** DATA LISTING follows **
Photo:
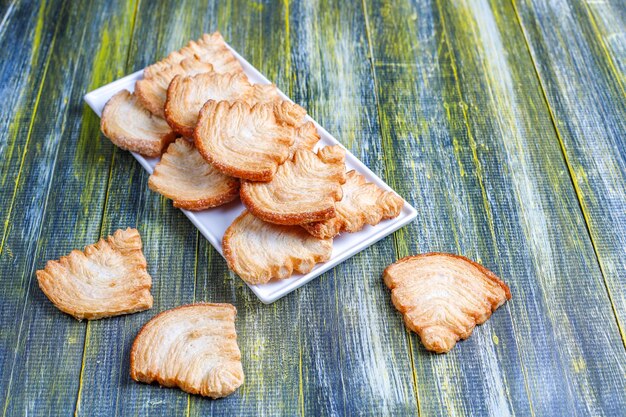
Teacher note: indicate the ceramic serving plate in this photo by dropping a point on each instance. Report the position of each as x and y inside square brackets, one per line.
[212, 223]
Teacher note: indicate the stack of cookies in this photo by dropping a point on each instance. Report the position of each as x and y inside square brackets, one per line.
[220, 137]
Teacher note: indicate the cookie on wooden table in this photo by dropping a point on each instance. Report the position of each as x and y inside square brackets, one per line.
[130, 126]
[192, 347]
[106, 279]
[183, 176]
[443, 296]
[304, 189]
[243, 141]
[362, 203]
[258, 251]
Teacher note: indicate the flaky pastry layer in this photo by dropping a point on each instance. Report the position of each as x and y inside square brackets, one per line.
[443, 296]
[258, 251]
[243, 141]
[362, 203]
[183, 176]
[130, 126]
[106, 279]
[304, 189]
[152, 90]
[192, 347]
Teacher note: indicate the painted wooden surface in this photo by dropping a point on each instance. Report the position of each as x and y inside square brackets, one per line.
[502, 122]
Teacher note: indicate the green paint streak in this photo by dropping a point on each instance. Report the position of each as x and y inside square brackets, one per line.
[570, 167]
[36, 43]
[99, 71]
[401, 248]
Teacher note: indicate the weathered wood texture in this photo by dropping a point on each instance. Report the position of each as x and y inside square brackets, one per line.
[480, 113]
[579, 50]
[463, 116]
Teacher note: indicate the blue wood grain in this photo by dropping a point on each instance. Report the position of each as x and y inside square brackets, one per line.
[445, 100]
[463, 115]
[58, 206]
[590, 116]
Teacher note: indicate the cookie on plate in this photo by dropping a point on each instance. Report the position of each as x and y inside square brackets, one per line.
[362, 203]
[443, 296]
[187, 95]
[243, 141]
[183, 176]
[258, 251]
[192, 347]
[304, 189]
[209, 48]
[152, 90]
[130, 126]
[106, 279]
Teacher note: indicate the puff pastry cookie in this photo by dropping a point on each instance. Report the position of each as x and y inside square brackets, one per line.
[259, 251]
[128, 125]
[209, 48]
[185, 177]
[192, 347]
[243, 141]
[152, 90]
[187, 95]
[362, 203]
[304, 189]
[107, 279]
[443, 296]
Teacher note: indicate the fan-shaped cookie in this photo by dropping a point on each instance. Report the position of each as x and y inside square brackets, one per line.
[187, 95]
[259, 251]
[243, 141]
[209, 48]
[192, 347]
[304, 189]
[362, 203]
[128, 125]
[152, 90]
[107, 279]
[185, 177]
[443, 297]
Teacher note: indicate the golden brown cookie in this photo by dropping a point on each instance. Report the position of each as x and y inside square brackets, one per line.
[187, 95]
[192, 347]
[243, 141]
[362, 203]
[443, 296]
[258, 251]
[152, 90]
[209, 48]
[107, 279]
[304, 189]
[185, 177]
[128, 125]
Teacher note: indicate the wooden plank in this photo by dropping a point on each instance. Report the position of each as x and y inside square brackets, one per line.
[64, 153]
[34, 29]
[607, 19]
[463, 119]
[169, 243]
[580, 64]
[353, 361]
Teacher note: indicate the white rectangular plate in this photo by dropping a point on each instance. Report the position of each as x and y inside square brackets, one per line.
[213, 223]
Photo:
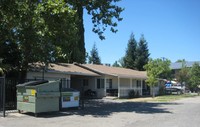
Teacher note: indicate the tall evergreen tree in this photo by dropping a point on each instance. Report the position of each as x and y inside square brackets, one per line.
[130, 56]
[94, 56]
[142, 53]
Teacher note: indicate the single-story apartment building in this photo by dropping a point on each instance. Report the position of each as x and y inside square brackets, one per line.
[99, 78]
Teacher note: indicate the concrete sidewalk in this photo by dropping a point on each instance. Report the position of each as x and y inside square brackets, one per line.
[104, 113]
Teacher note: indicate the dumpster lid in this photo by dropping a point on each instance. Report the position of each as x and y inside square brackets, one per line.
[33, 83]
** End of DATA LISTING **
** DATA LISTING follows **
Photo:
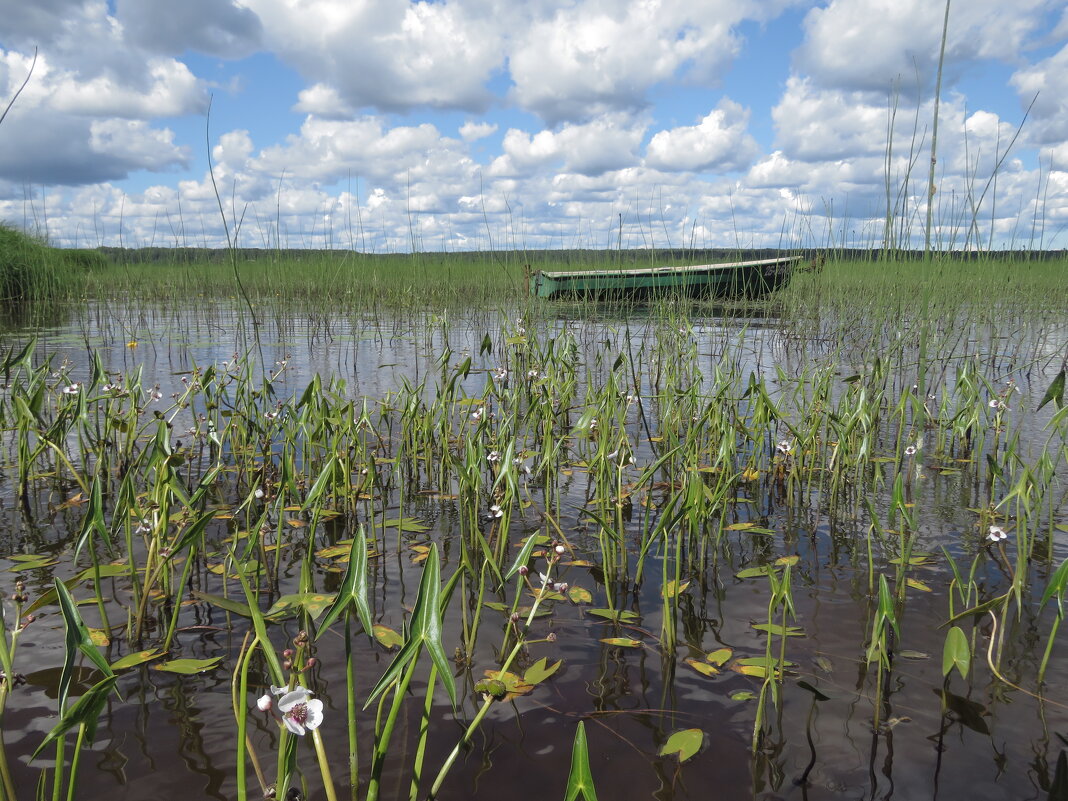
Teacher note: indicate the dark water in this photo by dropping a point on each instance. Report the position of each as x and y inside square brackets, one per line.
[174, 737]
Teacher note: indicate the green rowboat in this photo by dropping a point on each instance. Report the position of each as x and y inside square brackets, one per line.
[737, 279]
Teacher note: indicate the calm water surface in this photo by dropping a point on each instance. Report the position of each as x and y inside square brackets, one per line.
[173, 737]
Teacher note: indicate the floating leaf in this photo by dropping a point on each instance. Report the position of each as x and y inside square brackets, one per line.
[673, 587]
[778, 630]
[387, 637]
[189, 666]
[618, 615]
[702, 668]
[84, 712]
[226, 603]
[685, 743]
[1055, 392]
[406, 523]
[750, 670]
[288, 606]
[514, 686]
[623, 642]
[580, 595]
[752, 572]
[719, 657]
** End of DATA LISTING **
** DATA LISTING follows **
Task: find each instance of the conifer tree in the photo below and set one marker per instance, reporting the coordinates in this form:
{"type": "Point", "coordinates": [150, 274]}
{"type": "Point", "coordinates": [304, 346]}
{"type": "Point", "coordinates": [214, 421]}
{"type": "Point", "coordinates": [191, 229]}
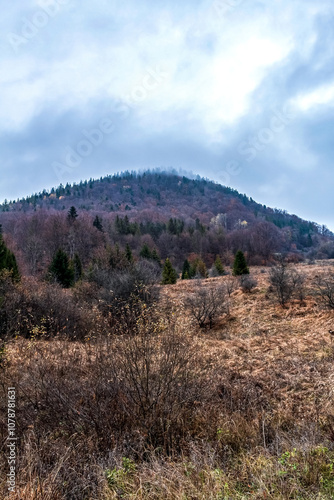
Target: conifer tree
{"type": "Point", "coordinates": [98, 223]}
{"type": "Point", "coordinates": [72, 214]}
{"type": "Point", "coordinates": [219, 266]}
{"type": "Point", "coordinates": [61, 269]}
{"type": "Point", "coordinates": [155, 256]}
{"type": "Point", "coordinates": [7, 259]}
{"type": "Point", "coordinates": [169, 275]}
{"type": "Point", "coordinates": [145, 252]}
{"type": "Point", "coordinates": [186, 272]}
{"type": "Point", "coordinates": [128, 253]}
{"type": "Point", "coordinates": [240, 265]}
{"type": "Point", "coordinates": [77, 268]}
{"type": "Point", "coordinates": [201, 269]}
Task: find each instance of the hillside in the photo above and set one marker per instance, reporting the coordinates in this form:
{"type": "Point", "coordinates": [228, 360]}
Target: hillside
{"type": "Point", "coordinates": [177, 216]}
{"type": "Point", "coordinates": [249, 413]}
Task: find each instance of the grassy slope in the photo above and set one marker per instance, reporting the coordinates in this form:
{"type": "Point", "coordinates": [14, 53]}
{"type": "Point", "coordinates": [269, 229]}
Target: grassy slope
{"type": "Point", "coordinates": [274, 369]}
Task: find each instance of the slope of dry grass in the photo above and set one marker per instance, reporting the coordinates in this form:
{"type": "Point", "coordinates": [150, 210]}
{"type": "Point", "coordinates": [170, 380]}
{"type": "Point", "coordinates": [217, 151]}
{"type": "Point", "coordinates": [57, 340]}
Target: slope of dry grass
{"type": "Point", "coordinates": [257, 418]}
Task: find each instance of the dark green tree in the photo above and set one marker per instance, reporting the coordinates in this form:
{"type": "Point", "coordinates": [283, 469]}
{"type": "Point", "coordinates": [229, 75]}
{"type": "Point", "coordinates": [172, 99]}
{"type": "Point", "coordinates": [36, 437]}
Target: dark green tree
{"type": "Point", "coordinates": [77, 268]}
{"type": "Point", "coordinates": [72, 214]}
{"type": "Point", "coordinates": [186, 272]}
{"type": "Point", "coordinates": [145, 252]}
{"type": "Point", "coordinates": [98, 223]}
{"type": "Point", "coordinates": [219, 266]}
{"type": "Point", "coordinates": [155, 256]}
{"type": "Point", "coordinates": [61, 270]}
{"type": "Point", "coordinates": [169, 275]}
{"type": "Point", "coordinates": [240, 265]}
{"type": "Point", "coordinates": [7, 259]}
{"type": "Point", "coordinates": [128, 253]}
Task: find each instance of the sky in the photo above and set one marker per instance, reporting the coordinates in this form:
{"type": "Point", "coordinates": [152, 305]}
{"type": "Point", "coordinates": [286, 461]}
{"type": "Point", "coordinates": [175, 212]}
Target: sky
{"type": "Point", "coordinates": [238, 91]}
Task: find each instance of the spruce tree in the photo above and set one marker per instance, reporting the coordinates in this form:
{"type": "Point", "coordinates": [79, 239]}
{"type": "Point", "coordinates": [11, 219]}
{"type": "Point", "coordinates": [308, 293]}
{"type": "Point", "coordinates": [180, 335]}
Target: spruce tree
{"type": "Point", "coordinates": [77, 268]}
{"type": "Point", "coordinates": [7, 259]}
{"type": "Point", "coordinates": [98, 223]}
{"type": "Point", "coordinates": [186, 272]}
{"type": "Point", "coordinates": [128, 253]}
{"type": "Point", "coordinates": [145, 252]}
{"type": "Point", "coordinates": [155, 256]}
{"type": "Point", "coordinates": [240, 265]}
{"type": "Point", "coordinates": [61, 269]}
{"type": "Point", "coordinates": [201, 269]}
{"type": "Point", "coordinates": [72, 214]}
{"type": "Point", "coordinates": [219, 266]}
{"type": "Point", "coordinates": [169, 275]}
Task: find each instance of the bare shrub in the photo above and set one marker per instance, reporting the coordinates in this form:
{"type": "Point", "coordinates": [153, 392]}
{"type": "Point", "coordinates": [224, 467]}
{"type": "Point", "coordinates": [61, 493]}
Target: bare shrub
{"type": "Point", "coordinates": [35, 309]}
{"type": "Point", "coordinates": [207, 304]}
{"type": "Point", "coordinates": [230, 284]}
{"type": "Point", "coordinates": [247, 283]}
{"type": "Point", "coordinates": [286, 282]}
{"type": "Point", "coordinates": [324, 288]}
** End of DATA LISTING **
• **WHAT THIS TASK INVOLVES**
Which lines hold the string "reporting"? Copy all of them from the data above.

• **RESPONSE AREA**
Task: find each instance of the conifer tree in the photo below and set one marker per instance, reporting the coordinates in this form:
Task: find each instance of the hillside in the photo above and set one marker per instance, reporting the coordinates in this form:
Task: find each instance of the grassy slope in the photo above and set one marker per instance, reporting the coordinates in this form:
Task: find each instance of the slope of dry grass in the photo above and set one marker per instance, reporting the coordinates in this form:
Task: find each instance of the dark green tree in the photo above and set one marker per instance, reporting the coordinates in this form:
Task: find each instance of the sky in the photo above and set one marker per instance, reporting the coordinates in this form:
Task: find each instance of the spruce tree in the photo above and set one marker per instance, reporting the coordinates in this form:
Task: find each instance of the bare shrub in the photo above and set one marker per instance, reporting the coordinates in this form:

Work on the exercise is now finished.